Numbers worth scanning first

FY23 vs FY22

Revenue

$0.03m

Suppressed: metric quality flags mark this value as unsuitable for normal comparison.

EBITDA

−$0.28m

— vs —

Net profit after tax

−$0.3m

+99.8% ↑ vs −$164.6m

Net cash inflow from operating activities

−$0.41m

+99.7% ↑ vs −$119.1m

Profit before tax

−$0.3m

+99.8% ↑ vs −$164.6m

Cash and cash equivalents

$0.38m

Suppressed: metric quality flags mark this value as unsuitable for normal comparison.

Total assets

$1.7m

Suppressed: metric quality flags mark this value as unsuitable for normal comparison.

What changed

FY23 is not a like-for-like comparison

The announcement was lodged under the SNC ticker and carries an issuer-transition flag, so the prior comparable column reflects a substantially larger predecessor entity (FY22 total assets NZ$2b, revenue NZ$11.3m, NPAT loss NZ$164.7m) rather than the same operating business now trading as Iperion. The current entity reports NZ$0.026m of interest income, a PBT loss of NZ$0.3m, NZ$0.4m of cash and NZ$1.7m of total assets, with equity of NZ$1.6m against just NZ$0.1m of liabilities.

Headline movements are therefore mechanical: revenue down 99.8% and PBT/NPAT both improving 99.8% as the prior entity's loss base disappears. Operating cash outflow narrowed from NZ$119.1m to NZ$0.4m on the same basis.

What matters

The result is a shell, not a business

  • Annolyse's historical baseline classifies PBT and NPAT growth as above the recent range, but those classifications are arithmetic artefacts of the transition; with no continuing operating revenue and only interest income, there is no underlying earnings stream to project forward. Treating the +99.8% PBT print as durable would misread the filing.
  • Capital runway is the binding question. Cash of NZ$0.4m sits against an FY23 operating cash burn of NZ$0.4m, implying roughly a year of runway at the current cost base before further funding is required. Equity of NZ$1.6m provides limited cushion, and ROE of -17.2% (weakened from -8.6% on the predecessor base) is now being calculated against a much smaller denominator, so any incremental loss compounds quickly.
  • Strategy is search-driven and unconcluded. The interim-context overlay flags an acquisition focus, and the HY23 release stated the company "continues to look for appropriate acquisition targets with the support of the majority" shareholder. No target, structure or funding plan has been disclosed in this announcement, so the investment case rests entirely on a future transaction rather than on FY23 economics.

Expectations

No forward guidance, forward work or stated targets are provided

There is no dividend, and management has confirmed none is proposed. The second-half shape calculation (H1 representing 38.5% of full-year revenue and 47.1% of the NPAT loss) is technically computed but economically meaningless at these absolute amounts.

The release does not support any view on revenue trajectory, margin or returns; it supports only the observation that Iperion entered FY24 as a small-cap search vehicle with limited cash, no operating activity and an unannounced acquisition pipeline.

Quality of result

There is no operating result to grade for durability

The NZ$0.3m loss is essentially the running cost of maintaining a listed shell, offset by NZ$26k of interest income on residual cash. The reported OCF/EBITDA ratio of 145.7% is a structural reflection of a non-cash item inside a tiny loss, not evidence of cash-generative operations.

(Examples of point labeling)
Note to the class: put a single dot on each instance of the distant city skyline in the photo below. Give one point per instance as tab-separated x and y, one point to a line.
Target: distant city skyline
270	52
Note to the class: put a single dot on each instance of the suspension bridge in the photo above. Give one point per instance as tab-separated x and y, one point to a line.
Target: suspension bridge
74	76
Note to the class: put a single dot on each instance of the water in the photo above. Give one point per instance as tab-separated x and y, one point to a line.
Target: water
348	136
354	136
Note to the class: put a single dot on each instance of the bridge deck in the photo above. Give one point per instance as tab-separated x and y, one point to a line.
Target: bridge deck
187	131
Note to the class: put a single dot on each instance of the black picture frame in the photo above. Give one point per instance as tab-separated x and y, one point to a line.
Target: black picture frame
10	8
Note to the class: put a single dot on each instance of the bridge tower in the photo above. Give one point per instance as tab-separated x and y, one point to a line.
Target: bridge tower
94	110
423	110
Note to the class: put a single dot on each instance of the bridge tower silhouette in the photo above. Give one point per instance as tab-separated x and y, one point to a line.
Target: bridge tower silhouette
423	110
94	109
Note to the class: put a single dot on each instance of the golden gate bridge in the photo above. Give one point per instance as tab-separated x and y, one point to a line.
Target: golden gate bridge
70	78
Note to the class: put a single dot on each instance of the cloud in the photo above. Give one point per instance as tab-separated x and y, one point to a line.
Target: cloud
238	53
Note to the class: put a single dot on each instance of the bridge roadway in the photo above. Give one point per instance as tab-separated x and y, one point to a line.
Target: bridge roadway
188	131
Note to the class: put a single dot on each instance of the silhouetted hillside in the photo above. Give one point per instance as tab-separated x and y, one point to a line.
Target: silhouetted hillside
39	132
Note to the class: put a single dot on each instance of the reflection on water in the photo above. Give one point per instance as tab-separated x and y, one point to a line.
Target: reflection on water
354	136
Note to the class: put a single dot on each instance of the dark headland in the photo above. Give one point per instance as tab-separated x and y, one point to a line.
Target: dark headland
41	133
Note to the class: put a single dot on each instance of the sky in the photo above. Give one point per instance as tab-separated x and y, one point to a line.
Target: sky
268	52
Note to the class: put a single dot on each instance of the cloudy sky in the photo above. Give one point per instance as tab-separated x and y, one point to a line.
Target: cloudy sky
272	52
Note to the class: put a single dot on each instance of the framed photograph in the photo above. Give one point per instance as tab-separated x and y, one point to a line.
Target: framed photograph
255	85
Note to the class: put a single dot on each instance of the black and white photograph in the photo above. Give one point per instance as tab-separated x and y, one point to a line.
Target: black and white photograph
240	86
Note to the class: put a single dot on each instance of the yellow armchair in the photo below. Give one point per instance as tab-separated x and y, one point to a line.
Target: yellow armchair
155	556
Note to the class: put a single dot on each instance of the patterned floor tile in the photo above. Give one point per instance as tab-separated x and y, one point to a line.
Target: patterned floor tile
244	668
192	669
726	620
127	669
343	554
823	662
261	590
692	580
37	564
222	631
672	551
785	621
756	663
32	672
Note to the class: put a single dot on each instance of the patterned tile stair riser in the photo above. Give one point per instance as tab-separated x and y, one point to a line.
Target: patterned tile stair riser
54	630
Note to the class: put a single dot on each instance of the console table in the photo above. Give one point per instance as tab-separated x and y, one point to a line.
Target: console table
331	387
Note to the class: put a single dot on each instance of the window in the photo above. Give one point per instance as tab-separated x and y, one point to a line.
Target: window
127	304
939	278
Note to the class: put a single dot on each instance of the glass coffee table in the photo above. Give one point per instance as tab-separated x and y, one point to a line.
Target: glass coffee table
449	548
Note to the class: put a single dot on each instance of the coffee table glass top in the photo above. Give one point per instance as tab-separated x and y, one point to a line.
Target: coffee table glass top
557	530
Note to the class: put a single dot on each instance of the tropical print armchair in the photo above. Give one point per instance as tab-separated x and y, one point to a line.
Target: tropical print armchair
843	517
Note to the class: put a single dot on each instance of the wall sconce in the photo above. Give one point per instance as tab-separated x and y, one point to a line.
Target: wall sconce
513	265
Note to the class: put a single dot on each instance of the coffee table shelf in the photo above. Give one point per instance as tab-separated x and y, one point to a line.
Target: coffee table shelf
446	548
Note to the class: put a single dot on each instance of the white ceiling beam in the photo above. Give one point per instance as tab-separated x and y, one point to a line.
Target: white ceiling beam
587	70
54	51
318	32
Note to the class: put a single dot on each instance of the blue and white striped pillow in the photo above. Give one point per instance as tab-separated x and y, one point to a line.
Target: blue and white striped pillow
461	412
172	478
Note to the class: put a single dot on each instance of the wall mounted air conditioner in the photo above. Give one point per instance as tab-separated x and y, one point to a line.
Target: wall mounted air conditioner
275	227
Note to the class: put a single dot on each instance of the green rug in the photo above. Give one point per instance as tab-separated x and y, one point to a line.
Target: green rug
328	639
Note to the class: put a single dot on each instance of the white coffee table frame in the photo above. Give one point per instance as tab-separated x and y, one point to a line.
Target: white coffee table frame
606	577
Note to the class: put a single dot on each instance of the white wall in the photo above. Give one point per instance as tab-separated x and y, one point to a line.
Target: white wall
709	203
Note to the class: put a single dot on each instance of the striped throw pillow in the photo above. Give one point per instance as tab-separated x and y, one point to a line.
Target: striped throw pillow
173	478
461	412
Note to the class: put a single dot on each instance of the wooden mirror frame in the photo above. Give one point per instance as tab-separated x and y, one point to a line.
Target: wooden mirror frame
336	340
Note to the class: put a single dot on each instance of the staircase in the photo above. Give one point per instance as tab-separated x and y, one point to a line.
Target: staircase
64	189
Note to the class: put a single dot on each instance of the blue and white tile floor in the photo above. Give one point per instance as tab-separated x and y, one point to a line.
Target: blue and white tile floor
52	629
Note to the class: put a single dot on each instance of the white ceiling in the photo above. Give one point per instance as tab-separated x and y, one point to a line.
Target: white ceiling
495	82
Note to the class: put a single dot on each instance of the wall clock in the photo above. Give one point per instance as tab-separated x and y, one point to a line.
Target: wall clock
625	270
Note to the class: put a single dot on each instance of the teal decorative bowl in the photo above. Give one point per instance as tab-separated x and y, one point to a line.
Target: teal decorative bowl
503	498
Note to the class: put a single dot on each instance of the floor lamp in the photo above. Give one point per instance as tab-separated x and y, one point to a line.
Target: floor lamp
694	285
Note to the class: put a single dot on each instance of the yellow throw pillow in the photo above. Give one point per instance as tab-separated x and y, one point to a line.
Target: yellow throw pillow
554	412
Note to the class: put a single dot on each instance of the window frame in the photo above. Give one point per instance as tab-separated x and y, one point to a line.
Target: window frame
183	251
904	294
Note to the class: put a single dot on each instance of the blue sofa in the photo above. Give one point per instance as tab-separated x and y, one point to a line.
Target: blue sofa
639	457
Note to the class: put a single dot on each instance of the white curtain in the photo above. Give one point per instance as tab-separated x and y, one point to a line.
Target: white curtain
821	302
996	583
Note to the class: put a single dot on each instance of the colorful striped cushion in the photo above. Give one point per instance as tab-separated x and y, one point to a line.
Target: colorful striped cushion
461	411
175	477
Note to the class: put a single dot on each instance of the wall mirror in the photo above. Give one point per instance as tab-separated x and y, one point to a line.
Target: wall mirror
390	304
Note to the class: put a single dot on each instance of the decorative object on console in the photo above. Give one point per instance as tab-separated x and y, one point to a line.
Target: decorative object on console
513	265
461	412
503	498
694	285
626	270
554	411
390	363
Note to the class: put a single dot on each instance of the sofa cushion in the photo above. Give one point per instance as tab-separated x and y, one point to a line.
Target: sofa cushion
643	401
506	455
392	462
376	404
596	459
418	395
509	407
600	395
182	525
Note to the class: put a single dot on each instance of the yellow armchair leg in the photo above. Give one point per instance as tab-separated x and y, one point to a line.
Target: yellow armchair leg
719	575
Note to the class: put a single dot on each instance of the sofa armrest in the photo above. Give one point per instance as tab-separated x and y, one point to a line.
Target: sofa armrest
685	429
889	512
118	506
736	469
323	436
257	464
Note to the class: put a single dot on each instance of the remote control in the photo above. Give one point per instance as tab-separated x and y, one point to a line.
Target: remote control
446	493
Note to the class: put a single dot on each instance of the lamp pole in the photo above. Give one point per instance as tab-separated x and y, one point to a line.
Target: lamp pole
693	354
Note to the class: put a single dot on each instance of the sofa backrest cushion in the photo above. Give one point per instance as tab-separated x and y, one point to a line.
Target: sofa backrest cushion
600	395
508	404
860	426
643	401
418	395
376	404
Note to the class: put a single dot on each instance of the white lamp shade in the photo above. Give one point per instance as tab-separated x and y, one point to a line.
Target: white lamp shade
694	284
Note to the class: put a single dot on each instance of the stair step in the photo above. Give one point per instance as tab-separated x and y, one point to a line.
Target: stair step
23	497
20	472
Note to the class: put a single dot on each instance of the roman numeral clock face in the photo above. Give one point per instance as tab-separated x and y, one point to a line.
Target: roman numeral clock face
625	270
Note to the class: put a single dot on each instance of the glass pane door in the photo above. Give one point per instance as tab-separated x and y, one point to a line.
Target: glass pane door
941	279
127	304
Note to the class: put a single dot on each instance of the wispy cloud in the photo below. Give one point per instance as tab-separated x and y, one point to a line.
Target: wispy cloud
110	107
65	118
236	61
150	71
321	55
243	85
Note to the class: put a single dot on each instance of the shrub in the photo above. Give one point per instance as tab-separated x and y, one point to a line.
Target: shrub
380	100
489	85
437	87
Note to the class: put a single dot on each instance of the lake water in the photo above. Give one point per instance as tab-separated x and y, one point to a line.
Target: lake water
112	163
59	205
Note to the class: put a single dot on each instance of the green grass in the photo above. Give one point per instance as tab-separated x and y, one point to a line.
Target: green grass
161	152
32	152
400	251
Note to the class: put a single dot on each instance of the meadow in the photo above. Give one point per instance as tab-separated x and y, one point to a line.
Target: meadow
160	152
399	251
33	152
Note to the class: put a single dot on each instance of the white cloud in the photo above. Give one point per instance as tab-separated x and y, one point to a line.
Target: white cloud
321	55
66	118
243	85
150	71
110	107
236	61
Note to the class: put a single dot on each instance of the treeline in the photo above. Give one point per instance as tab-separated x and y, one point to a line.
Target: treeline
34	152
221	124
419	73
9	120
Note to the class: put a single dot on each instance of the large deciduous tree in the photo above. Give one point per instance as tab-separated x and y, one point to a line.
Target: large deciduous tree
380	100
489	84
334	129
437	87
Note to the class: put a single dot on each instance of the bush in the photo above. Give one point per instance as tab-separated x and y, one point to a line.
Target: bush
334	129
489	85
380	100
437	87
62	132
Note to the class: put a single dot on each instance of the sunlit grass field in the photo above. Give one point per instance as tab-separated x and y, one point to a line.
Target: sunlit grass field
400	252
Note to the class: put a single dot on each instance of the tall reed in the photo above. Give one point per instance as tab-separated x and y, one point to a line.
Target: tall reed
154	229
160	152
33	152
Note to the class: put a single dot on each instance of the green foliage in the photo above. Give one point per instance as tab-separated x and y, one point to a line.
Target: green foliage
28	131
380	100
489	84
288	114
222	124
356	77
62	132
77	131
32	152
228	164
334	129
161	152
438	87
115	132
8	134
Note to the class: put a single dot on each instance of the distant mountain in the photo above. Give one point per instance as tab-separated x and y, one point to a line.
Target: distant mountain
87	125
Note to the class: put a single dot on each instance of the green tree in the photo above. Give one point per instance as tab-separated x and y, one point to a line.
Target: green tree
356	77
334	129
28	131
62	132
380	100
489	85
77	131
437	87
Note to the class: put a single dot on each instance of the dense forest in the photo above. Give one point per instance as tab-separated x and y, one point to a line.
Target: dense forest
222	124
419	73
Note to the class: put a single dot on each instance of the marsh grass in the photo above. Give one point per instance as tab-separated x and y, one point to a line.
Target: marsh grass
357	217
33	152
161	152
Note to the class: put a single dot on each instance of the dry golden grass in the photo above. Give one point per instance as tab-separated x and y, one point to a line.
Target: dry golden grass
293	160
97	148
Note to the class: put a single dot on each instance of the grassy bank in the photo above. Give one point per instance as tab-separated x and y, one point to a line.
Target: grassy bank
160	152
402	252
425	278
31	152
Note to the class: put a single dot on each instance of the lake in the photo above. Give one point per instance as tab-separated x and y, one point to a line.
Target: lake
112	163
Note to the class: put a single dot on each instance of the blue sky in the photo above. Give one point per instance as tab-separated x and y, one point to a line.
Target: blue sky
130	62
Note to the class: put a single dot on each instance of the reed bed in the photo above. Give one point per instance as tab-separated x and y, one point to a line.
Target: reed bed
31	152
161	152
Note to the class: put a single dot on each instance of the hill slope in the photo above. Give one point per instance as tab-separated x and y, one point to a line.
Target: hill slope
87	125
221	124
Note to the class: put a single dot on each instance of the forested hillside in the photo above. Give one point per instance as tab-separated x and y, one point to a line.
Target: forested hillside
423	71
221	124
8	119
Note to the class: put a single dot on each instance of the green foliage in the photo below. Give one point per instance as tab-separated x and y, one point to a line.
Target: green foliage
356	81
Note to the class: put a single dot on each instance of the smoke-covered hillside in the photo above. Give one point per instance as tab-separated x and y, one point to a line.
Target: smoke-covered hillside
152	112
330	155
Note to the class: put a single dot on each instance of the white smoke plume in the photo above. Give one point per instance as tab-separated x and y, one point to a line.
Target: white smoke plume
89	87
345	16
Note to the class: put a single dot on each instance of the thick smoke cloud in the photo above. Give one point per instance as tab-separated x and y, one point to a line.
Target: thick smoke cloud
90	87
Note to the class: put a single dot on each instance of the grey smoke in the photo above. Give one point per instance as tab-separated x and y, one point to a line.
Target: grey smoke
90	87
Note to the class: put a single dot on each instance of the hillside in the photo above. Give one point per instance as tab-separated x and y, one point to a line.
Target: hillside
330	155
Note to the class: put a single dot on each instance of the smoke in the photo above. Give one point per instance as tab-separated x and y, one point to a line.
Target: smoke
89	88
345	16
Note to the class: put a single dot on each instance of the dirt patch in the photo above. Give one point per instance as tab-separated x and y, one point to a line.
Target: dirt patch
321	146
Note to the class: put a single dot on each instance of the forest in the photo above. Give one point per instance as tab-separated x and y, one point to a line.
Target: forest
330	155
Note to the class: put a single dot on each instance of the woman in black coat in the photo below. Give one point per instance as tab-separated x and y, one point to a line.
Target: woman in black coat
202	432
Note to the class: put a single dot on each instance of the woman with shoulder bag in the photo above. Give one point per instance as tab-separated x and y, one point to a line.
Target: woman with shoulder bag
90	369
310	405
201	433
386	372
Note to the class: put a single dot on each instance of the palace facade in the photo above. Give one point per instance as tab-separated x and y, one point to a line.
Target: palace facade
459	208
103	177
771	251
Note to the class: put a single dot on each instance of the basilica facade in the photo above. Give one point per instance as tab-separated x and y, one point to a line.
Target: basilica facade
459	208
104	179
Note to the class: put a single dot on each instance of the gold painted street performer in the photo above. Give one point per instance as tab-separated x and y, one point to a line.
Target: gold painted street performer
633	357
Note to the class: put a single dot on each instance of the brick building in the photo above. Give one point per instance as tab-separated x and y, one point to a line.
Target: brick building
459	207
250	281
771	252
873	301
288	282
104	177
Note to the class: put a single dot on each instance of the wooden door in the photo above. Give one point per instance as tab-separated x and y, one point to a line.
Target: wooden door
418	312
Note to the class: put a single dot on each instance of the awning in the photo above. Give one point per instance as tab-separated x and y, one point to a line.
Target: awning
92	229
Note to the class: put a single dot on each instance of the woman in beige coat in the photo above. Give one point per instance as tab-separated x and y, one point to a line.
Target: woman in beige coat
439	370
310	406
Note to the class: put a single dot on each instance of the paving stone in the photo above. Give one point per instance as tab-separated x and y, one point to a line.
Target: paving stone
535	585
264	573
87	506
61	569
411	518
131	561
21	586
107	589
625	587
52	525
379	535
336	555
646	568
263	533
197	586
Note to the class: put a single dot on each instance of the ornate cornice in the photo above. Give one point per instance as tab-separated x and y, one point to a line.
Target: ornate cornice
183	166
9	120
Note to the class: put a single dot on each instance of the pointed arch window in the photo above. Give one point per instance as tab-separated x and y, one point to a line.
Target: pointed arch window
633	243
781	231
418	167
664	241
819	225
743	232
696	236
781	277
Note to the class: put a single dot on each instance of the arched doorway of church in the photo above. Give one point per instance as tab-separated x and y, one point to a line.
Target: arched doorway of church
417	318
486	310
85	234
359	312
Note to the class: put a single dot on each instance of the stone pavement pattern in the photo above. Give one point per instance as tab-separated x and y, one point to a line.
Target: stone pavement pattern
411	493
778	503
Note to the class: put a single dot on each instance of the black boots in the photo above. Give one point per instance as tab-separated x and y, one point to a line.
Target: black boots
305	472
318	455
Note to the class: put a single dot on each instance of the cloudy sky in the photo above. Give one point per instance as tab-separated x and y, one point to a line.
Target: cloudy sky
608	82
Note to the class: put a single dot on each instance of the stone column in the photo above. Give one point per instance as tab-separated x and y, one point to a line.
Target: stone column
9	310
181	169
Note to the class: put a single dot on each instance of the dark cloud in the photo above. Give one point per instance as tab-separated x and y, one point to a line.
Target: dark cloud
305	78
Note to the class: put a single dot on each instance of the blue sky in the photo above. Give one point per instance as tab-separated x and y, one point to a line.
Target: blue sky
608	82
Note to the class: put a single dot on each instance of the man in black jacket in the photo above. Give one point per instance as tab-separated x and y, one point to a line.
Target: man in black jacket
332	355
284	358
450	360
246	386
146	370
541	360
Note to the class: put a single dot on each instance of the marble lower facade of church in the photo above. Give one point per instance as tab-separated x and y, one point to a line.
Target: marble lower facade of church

**The exercise**
Please state the ticker under which the announcement in the financial summary was lodged. The lines are separate from the financial summary.

**Output of the exercise**
The SNC ticker.